§ TASK SET:
[1] Answer these from the camera view-matrix excerpt, one line each:
(a) What up vector does UpdateView pass to the look-at call?
(b) As what type does Fidellia say the angles are stored?
(c) Within what range does the last comment say m_dRotationY is restricted?
[2] List every function with a name beginning with D3DX that UpdateView calls in the camera view-matrix excerpt.
[3] Carry the camera view-matrix excerpt forward from its final sentence.

And to generate the view matrix from this:

void Camera::UpdateView() const {
    const D3DXVECTOR3 oEyePos(GetEyePos());
    const D3DXVECTOR3 oUpVector(0.0f, 1.0f, 0.0f); // Keep up "up", always.

    // Generate a rotation matrix via a quaternion
    D3DXQUATERNION oRotationQuat;
    D3DXQuaternionRotationYawPitchRoll(&oRotationQuat, m_dRotationX, m_dRotationY, 0.0);
    D3DXMATRIX oRotationMatrix;
    D3DXMatrixRotationQuaternion(&oRotationMatrix, &oRotationQuat);

    // Generate view matrix by looking at a point 1 unit ahead of the eye (transformed by the above
    // rotation)
    D3DXVECTOR3 oForward(0.0, 0.0, 1.0);
    D3DXVECTOR4 oForward4;
    D3DXVec3Transform(&oForward4, &oForward, &oRotationMatrix);
    D3DXVECTOR3 oTarget = oEyePos + D3DXVECTOR3(oForward4.x, oForward4.y, oForward4.z); // eye pos + look vector = look target position
    D3DXMatrixLookAtLH(&m_oViewMatrix, &oEyePos, &oTarget, &oUpVector);
}

Fidellia answered 13/7, 2012 at 12:56 Comment(4)

i think this error comes from the rounding/truncation error. if you increase the range of the values then you make the drift smaller if i am right – Synchronism 13/7, 2012 at 13:13

you should use more significant digits than you need – Synchronism 13/7, 2012 at 13:13

Last digit is the source of rounding/truncation – Synchronism 13/7, 2012 at 13:14

@tuğrulbüyükışık: Floating point error is possible, but I'm not sure where you mean? The angles are stored as doubles and are the 'whole' rotation (incrementing / adjusting a matrix every mouse movement would lead to much more error; here it's recalculated from scratch each time.) I'm also not sure how that would lead to angle-dependent drift. – Fidellia 13/7, 2012 at 13:44

It seems to me that "Roll" shouldn't be possible given the way you form your view matrix. Regardless of all the other code (some of which does look a little funny), the call D3DXMatrixLookAtLH(&m_oViewMatrix, &oEyePos, &oTarget, &oUpVector); should create a matrix without roll when given [0,1,0] as an 'Up' vector unless oTarget-oEyePos happens to be parallel to the up vector. This doesn't seem to be the case since you're restricting m_dRotationY to be within (-.49pi,+.49pi).

§ RAW RECORDS:
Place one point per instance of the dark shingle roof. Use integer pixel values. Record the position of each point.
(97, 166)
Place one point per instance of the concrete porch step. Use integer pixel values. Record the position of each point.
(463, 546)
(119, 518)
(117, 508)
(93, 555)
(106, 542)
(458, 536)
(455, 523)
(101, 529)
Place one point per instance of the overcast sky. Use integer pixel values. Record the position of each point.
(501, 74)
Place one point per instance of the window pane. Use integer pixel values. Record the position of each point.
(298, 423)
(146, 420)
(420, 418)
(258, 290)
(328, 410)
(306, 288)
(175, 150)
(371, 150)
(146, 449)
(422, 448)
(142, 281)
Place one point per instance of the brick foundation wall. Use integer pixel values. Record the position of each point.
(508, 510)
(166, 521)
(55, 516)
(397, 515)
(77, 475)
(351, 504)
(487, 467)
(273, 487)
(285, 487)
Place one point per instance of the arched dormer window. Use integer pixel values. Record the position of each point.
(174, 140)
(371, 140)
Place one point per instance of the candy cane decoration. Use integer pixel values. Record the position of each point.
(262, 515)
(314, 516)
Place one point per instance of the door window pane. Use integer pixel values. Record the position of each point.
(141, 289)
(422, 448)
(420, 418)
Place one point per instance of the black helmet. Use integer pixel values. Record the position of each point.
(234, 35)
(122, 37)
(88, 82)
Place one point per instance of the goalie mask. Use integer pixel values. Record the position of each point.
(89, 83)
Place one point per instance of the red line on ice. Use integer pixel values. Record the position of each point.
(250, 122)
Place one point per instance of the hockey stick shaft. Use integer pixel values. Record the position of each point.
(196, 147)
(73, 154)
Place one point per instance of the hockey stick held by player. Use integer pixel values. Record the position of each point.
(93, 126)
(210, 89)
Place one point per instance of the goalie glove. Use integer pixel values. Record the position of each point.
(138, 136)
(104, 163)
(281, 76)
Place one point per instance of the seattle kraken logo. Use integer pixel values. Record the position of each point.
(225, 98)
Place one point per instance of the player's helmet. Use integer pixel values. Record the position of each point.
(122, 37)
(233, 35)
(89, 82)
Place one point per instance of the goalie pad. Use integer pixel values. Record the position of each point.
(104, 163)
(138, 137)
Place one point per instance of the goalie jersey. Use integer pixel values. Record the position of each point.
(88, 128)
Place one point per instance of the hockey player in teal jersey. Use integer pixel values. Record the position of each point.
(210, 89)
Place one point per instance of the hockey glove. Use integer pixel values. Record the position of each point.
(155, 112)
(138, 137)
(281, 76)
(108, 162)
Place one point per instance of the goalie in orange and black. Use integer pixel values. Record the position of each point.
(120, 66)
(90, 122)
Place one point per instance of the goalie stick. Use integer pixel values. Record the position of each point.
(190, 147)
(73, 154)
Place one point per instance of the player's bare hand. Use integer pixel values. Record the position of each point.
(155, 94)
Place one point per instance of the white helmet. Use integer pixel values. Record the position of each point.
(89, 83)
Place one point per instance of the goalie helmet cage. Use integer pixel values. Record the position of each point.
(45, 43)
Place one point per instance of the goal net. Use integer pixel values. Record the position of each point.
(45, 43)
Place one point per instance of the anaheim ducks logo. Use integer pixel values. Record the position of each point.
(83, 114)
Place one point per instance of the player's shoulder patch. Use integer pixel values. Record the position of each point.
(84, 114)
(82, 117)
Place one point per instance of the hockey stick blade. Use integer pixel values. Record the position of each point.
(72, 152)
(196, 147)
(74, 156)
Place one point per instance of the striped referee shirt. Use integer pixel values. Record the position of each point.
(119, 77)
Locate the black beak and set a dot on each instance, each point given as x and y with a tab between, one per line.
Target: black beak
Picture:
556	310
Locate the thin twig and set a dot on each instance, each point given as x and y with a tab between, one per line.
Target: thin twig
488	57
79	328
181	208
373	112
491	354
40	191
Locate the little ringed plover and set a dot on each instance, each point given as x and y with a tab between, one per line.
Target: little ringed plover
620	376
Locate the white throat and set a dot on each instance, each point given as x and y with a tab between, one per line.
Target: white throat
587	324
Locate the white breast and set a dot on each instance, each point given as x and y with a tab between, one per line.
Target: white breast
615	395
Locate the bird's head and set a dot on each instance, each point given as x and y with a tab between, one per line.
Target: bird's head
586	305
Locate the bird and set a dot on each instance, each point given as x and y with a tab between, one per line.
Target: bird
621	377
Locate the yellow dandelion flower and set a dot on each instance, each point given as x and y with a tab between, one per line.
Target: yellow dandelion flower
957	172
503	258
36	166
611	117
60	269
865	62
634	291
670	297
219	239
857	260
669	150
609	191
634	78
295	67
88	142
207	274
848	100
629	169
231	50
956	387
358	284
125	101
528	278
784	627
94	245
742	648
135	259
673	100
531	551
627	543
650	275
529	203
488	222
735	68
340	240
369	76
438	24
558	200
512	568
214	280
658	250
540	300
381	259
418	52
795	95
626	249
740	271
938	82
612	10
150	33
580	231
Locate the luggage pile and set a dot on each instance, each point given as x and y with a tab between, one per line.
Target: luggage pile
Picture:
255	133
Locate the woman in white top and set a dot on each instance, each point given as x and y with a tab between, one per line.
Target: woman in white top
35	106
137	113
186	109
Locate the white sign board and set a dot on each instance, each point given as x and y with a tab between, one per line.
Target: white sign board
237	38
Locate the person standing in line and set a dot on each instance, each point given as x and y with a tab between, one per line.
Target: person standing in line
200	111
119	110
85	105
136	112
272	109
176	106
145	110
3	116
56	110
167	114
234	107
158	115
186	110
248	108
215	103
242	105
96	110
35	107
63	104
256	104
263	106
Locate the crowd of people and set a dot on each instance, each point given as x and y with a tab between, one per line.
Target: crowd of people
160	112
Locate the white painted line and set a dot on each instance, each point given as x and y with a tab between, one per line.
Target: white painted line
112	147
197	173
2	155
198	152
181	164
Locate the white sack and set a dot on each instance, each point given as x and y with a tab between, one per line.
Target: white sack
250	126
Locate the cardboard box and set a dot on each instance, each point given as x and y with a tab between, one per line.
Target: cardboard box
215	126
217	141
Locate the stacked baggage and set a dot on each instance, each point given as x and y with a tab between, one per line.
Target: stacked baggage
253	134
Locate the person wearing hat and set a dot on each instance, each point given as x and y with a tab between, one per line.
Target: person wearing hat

§ OUTPUTS:
[1]
(a) [0,1,0], written in the code as (0.0f, 1.0f, 0.0f)
(b) As doubles
(c) (-.49pi,+.49pi)

[2]
D3DXQuaternionRotationYawPitchRoll
D3DXMatrixRotationQuaternion
D3DXVec3Transform
D3DXMatrixLookAtLH

[3]
Perhaps you can clarify how you know that 'roll' is happening. Do you have a ground plane and the horizon line of that ground plane is departing from horizontal?

As an aside, in UpdateView, the D3DXQuaternionRotationYawPitchRoll seems completely unnecessary since you immediately turn around and change it into a matrix. Just use D3DXMatrixRotationYawPitchRoll as you did in the mouse event. Quaternions are used in cameras because they're a convenient way to accumulate rotations happening in eye coordinates. Since you're only using two axes of rotation in a strict order, your way of accumulating angles should be fine. The vector transformation of (0,0,1) isn't really necessary either. The oRotationMatrix should already have those values in the (_31,_32,_33) entries.

Update

Given that it's not roll, here's the problem: you create a rotation matrix to move the eye in world coordinates, but you want the pitch to happen in camera coordinates. Since roll isn't allowed and yaw is performed last, yaw is always the same in both the world and camera frames of reference. Consider the images below:

Local rotation

Your code works fine for local pitch and yaw because those are accomplished in camera coordinates.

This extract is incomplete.